:: EXERCISE PROMPT ::
Please copy the last part of the entries exactly: the line that has "instance of steep" and every line up to and including the end, nothing more.

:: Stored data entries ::
↓↓↓

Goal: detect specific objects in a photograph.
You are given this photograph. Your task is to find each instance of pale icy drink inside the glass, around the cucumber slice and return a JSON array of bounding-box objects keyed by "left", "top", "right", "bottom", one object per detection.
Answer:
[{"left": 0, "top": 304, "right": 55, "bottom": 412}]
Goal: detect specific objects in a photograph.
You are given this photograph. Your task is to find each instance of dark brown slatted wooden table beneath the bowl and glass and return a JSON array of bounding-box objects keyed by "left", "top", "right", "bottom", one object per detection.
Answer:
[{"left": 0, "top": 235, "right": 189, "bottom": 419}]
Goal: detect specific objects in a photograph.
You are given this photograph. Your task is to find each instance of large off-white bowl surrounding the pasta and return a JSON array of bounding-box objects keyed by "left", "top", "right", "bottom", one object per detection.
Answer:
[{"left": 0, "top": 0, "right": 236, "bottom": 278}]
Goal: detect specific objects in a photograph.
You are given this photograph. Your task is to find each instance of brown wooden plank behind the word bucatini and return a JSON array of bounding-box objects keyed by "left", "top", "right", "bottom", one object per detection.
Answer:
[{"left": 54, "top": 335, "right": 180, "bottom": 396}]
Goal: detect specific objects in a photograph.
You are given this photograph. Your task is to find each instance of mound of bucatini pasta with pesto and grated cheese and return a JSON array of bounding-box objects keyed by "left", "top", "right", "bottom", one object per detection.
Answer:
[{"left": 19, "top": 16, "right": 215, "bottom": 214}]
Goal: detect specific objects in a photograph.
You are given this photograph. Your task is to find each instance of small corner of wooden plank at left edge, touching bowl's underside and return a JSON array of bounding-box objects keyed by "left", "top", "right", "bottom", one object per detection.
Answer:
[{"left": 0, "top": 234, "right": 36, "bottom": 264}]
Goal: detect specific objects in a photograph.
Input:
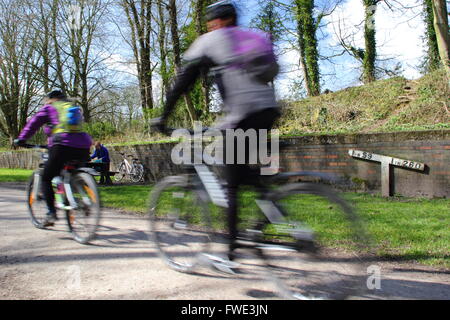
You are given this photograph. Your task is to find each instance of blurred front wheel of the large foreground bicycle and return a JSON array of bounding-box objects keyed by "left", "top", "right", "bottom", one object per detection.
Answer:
[{"left": 149, "top": 176, "right": 211, "bottom": 272}]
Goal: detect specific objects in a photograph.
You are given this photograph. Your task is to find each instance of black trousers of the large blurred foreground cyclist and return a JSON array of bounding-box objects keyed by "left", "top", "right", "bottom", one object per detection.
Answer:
[{"left": 225, "top": 108, "right": 280, "bottom": 249}]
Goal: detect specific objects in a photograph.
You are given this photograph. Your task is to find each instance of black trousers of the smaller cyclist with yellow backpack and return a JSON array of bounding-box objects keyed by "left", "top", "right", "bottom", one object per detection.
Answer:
[{"left": 42, "top": 144, "right": 90, "bottom": 213}]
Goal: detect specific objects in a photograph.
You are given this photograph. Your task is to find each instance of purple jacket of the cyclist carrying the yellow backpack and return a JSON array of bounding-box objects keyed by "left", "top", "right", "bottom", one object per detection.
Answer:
[{"left": 19, "top": 104, "right": 92, "bottom": 149}]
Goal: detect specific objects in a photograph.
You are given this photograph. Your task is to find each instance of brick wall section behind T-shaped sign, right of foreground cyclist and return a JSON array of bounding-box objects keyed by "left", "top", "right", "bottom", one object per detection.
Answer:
[{"left": 281, "top": 130, "right": 450, "bottom": 197}]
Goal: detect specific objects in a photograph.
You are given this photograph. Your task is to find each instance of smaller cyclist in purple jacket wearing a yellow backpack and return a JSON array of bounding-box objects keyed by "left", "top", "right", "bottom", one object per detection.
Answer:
[{"left": 15, "top": 90, "right": 92, "bottom": 227}]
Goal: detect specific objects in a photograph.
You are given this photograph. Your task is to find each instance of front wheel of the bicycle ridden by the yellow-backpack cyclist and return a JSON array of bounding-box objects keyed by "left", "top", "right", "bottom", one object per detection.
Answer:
[{"left": 27, "top": 171, "right": 48, "bottom": 229}]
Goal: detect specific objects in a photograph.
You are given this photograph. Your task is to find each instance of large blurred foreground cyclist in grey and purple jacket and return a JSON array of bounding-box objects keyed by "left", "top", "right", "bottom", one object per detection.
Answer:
[{"left": 153, "top": 1, "right": 280, "bottom": 260}]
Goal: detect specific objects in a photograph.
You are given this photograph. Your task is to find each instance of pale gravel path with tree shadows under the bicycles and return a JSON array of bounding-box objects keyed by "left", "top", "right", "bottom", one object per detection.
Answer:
[{"left": 0, "top": 184, "right": 450, "bottom": 300}]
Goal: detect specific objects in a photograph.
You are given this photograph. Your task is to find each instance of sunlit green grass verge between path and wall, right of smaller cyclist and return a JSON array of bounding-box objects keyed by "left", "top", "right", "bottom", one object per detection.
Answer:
[{"left": 100, "top": 186, "right": 450, "bottom": 269}]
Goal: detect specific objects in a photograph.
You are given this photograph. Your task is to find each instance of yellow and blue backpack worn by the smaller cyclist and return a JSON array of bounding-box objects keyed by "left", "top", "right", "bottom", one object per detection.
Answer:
[{"left": 52, "top": 101, "right": 84, "bottom": 134}]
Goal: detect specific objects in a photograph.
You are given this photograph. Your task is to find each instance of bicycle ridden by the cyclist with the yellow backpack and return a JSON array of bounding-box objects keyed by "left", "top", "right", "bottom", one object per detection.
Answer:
[{"left": 20, "top": 144, "right": 101, "bottom": 244}]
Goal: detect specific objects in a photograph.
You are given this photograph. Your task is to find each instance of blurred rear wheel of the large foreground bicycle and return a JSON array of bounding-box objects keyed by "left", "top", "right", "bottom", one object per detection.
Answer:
[{"left": 261, "top": 183, "right": 369, "bottom": 300}]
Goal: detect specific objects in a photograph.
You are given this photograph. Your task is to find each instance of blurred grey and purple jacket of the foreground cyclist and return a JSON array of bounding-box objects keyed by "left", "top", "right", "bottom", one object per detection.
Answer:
[{"left": 162, "top": 27, "right": 278, "bottom": 129}]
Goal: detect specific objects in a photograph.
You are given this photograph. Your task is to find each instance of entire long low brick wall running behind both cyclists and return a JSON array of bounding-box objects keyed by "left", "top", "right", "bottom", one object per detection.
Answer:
[{"left": 0, "top": 130, "right": 450, "bottom": 197}]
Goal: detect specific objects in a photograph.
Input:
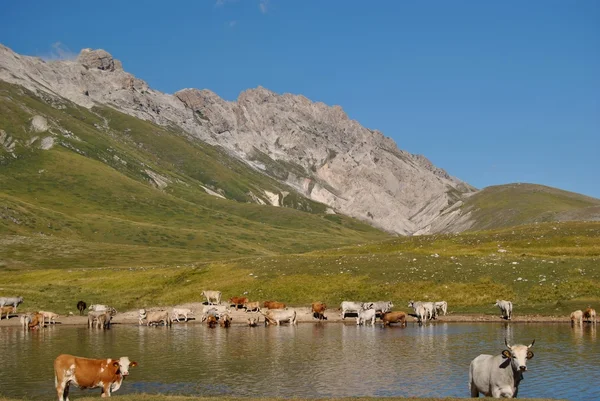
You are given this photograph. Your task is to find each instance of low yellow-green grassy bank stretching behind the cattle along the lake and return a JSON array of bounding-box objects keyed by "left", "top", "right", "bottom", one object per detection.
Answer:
[{"left": 1, "top": 223, "right": 600, "bottom": 315}]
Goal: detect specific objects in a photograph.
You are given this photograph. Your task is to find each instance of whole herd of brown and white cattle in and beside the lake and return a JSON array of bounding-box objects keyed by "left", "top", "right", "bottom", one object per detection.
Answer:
[{"left": 0, "top": 291, "right": 596, "bottom": 401}]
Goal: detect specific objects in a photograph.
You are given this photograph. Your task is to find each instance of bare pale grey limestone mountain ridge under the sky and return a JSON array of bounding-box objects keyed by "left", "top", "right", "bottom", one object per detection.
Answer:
[{"left": 0, "top": 45, "right": 474, "bottom": 234}]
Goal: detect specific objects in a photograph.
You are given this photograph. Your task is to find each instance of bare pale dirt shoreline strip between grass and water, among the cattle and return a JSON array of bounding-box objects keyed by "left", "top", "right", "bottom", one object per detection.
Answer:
[{"left": 0, "top": 303, "right": 571, "bottom": 327}]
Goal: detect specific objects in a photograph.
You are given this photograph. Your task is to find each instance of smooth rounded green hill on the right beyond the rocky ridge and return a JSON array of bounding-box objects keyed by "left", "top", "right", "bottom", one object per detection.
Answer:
[{"left": 454, "top": 184, "right": 600, "bottom": 230}]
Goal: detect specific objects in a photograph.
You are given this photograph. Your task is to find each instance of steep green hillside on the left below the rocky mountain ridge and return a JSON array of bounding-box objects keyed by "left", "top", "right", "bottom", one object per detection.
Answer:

↑↑↑

:: EXERCISE OUTPUT ::
You are given this photograph. Your task is to find each instance of steep green hillside on the left below the rocky mountain ridge and return a JSON array of bounding-box objects keyed by "left", "top", "right", "bottom", one object per detection.
Answer:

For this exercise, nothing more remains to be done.